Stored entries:
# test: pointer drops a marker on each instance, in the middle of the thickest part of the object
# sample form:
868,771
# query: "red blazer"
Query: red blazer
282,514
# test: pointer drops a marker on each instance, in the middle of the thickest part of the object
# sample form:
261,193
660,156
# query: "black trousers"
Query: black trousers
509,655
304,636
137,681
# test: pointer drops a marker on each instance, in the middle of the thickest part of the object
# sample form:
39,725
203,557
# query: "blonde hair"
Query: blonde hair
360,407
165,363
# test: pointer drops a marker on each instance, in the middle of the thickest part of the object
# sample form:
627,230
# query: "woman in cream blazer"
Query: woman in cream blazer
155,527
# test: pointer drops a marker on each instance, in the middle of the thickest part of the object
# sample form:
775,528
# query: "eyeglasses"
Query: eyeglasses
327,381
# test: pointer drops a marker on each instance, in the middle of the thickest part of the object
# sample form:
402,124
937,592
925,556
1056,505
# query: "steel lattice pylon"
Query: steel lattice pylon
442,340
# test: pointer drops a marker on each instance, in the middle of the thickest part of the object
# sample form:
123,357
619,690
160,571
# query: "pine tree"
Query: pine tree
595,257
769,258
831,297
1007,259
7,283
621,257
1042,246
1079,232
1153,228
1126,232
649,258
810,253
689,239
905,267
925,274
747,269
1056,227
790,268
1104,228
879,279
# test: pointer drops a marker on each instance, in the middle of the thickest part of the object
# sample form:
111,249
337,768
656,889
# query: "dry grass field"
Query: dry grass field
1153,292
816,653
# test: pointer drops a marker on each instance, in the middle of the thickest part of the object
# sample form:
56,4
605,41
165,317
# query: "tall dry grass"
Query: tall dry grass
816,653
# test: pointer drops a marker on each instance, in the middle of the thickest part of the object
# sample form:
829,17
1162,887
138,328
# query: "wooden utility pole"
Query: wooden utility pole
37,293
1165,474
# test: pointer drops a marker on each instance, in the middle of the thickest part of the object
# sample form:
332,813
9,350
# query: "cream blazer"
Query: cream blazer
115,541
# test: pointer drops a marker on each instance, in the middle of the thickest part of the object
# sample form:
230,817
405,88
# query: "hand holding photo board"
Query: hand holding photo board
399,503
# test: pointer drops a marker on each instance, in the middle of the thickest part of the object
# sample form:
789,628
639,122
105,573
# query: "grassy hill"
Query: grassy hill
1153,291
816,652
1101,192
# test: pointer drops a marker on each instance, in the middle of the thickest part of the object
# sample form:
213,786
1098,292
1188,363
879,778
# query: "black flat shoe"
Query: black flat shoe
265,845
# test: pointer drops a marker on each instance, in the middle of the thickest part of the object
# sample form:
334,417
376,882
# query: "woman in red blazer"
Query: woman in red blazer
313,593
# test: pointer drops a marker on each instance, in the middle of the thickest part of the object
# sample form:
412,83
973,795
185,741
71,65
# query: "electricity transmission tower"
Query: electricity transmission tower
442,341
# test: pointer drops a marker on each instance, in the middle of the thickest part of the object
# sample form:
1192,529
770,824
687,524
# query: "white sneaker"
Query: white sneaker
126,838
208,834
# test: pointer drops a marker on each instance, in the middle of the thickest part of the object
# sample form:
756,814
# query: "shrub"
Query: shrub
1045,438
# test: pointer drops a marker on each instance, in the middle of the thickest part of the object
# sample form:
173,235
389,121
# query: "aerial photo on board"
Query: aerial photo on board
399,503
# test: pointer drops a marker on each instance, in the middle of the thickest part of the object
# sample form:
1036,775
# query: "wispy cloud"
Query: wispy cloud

Exercise aim:
Your reply should repeat the entries above in full, with every character intact.

Expected answer:
# test: pointer drops a marker on each instance, in the middle of the thickest part of the object
# sample form:
868,771
# query: "red blazer"
Query: red blazer
282,514
# test: pointer drops a marker on each instance, in the middle of the thickest part of the object
# sample form:
261,193
660,156
# query: "black trousers"
Query: black trousers
509,655
304,636
137,681
# test: pointer drops a marker on each instance, in the middle of the thickest part of the object
# sample form:
39,725
203,557
# query: "blonde hair"
Query: blonde hair
360,407
165,363
# test: pointer drops a marker on each instance, in the middle of the thickest part of the object
# sample form:
627,230
# query: "woman in cream blazer"
Query: woman in cream blazer
155,527
# test: pointer drops a marker on each instance, in the middle of the thickest part of the object
# sample form:
775,528
# query: "eyeglasses"
Query: eyeglasses
327,381
# test: pointer drops a marker on each instance, in the middle of the thickest part of the object
# sample form:
402,124
937,592
925,556
1056,505
# query: "steel lattice pylon"
Query: steel lattice pylon
442,340
# test: pointer drops a marker on each instance, in the middle of the thickest part of the object
# sample form:
123,357
619,690
160,571
# query: "pine tree"
Query: pine tree
595,257
769,258
831,297
1007,259
7,283
621,257
1042,246
1079,232
1153,228
1126,232
649,258
810,253
689,239
905,267
925,274
747,269
1056,227
790,268
1104,228
879,279
# test: pointer drops a marker on each instance, in the middle of the thickest part of the object
# sample form:
111,249
337,768
656,889
# query: "dry grass field"
Query: dry grass field
1153,292
816,653
# test: pointer drops a marker on each instance, in the middle of the thickest part of the object
# sample form:
56,4
605,41
165,317
# query: "tall dry grass"
Query: tall dry grass
816,653
# test: pointer drops a marker on each instance, in the middle of the thickest part of the object
# sample form:
829,17
1162,887
138,328
# query: "wooden utility pole"
Query: wooden utility pole
37,293
1165,474
# test: pointer drops a marker on each instance, in the middle of the thickest part of the object
# sample form:
332,813
9,350
# query: "cream blazer"
Query: cream blazer
115,541
# test: pointer drops a marker on each instance, in the middle of the thickest part of the object
# sample form:
230,817
405,88
# query: "hand holding photo board"
Query: hand holding photo board
399,503
# test: pointer drops a marker on each instance, in the middle of the thickest part of the object
# sample form:
789,628
639,122
105,573
# query: "grassy hill"
Query: grassy hill
1153,291
816,652
1101,192
# test: pointer drops a marker on each instance, in the middle of the thickest part of the object
# sample form:
213,786
1098,292
1188,363
879,778
# query: "black flat shoe"
Query: black flat shoe
265,845
# test: pointer drops a marker on each instance, in the middle of the thickest part of the object
# sample form:
334,417
376,882
# query: "woman in red blazer"
Query: woman in red blazer
313,593
# test: pointer drops a marker on each instance, in the middle of the thickest part of the object
# sample form:
412,83
973,795
185,741
71,65
# query: "electricity transmission tower"
Query: electricity transmission tower
442,341
# test: pointer drops a marker on each instance, in the middle of the thickest part of the object
# sample form:
1192,529
770,824
687,524
# query: "white sneaker"
Query: white sneaker
126,838
208,834
# test: pointer drops a marker on each instance, in the middle of the thickest part of the object
# sample form:
756,814
# query: "shrub"
Query: shrub
1045,438
# test: pointer drops a marker on each instance, in the middle of the thickest part of the object
# sample form:
173,235
389,121
# query: "aerial photo on board"
Query: aerial photo on board
399,503
# test: pointer drops a marker on each instance, in the middle of the thickest part of the object
# sample form:
1036,775
# query: "wispy cloud"
Query: wispy cloud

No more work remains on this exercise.